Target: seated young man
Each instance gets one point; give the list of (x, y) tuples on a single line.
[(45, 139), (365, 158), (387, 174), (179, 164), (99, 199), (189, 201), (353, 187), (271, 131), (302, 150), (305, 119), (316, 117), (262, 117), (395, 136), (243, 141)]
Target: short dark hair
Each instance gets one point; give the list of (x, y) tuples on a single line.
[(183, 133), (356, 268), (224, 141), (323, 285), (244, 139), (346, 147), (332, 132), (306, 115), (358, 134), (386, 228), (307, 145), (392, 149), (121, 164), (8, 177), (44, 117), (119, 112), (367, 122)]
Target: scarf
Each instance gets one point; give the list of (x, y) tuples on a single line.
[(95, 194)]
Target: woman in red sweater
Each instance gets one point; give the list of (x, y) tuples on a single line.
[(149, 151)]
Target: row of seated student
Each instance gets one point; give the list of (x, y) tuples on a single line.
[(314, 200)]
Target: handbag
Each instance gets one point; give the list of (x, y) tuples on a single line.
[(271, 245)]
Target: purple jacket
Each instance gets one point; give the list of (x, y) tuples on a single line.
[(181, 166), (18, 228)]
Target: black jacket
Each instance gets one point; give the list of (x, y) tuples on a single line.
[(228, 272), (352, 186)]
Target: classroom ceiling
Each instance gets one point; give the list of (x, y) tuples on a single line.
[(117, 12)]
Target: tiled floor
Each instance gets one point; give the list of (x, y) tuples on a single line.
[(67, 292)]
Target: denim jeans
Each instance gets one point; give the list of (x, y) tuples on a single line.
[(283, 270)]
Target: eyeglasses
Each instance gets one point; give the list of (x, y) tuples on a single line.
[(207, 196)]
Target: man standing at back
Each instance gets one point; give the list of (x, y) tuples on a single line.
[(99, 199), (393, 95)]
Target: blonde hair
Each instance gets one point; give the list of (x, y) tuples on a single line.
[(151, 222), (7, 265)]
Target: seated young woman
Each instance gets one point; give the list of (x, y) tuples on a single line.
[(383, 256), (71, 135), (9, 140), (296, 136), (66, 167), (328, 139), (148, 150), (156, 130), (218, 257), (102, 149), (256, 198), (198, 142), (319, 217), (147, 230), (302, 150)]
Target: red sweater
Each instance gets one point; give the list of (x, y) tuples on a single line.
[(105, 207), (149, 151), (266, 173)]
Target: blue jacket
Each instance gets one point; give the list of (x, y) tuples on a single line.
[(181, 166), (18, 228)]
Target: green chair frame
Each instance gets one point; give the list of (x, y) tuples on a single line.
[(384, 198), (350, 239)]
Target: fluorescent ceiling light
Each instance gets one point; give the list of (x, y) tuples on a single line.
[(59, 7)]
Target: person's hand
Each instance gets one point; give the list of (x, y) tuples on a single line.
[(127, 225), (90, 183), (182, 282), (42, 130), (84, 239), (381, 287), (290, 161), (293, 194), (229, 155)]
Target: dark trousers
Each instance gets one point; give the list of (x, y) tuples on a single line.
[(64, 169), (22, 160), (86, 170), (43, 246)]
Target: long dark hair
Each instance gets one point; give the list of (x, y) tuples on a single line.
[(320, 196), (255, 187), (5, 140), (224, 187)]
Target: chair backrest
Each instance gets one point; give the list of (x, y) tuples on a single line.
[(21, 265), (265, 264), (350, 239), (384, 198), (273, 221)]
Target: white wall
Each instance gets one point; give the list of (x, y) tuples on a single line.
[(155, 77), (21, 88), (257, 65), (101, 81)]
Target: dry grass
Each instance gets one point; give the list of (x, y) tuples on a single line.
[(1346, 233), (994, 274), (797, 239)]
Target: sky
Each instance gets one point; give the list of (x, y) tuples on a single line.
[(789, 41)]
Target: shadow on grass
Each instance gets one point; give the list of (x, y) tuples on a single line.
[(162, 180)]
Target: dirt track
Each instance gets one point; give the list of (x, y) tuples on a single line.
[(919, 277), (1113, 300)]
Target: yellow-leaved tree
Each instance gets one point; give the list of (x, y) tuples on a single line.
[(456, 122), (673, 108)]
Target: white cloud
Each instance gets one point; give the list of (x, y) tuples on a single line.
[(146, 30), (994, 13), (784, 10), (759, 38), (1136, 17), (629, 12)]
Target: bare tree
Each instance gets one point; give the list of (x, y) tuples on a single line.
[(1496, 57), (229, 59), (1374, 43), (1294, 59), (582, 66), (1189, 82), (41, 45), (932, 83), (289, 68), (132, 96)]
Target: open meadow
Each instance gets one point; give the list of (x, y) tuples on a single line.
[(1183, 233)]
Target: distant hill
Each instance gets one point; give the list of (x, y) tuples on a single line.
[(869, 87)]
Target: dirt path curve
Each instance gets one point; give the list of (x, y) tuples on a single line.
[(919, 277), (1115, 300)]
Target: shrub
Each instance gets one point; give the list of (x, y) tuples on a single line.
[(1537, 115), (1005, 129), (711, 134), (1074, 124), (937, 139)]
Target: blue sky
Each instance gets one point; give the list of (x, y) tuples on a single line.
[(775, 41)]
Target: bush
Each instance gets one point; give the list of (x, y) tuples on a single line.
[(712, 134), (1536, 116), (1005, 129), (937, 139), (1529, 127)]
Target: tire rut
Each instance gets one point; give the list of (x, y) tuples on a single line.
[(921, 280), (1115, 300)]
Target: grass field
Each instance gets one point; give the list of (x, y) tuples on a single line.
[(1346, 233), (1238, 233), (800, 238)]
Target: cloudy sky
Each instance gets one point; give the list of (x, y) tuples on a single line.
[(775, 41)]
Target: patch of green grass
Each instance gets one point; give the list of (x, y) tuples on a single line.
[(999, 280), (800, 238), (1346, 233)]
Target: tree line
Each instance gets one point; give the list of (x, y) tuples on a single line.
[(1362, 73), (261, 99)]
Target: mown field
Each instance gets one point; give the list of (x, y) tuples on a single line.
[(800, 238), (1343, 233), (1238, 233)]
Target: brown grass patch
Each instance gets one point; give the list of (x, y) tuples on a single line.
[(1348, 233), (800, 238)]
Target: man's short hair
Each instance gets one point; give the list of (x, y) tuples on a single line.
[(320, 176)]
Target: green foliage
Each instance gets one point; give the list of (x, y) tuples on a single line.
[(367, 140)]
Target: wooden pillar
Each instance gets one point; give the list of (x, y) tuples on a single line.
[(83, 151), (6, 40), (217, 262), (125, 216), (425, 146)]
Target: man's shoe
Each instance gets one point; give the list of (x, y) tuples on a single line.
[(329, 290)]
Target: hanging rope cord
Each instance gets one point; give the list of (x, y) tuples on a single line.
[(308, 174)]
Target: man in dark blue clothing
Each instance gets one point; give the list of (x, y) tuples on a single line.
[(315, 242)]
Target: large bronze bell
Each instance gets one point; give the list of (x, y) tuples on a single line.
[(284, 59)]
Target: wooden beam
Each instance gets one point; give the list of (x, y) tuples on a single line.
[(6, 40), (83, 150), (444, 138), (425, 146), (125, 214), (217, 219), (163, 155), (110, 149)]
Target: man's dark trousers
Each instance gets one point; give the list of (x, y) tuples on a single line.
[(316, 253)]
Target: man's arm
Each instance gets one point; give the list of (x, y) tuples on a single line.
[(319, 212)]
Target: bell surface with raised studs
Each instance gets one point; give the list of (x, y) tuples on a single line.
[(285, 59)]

» **Task brief**: Only the lines above from the line with "Target: chair backrest" to the line with "Target: grass field", those two lines included, should be reproduced exactly.

» **Answer to this task**:
Target: chair backrest
Each instance gets one point; give the list of (x, y) tuples on a single line.
[(21, 265), (265, 264), (350, 239), (384, 198), (273, 221)]
Target: white wall
Each instance gets one point; give the list of (x, y) tuples on a single line.
[(155, 77), (21, 88), (257, 65), (101, 81)]
Target: dry grass
Each instance gets one point; give the list of (x, y) tuples on a single line.
[(1346, 233), (994, 274), (797, 239)]
Target: sky
Each instance gets one point; give the list of (x, y) tuples on a single line.
[(789, 41)]
Target: shadow on grass
Each instance gets one point; give the list of (x, y) tuples on a single line.
[(162, 180)]
Target: dirt track
Each instance gets one point; give the list of (x, y) tuples on a single line.
[(919, 277), (1113, 300)]
Target: yellow-leaved tree
Each instance gets one point; give the list of (x, y) tuples on a single line.
[(456, 122), (673, 108)]
Target: white cloud
Each instance gets one point; give the list of (x, y) tuples on a single line.
[(146, 30), (994, 13), (784, 10), (759, 38), (1136, 17), (629, 12)]
Target: bare tree
Each instance gets one point; give the list of (x, y) tuples on a single line.
[(1496, 57), (229, 59), (1374, 43), (1294, 59), (582, 66), (1189, 82), (41, 45), (932, 83), (289, 68), (132, 96)]
Target: open meadow
Each instance gets one point; give the list of (x, y) tuples on a single line.
[(1183, 233)]
Target: distant hill
Each instance gets one point; give the list of (x, y) tuples on a single line.
[(869, 87)]
Target: dirt path curve
Each instance gets one point; give the list of (x, y) tuples on a single line.
[(919, 277), (1115, 300)]
Target: shrub
Each instance gets one point; give the list of (x, y) tuples on a single line.
[(1537, 115), (1005, 129), (711, 134), (1074, 124), (937, 139)]
Target: blue sky
Each instance gets one point; give the list of (x, y) tuples on a single line.
[(775, 41)]
Target: bush
Each instance gets one point; give the list of (x, y) tuples on a single line.
[(712, 134), (1536, 116), (1005, 129), (937, 139), (1529, 127)]
Target: tire rut
Each instance gets one point; give the list of (x, y) tuples on a single line.
[(921, 280), (1115, 300)]
Target: grass field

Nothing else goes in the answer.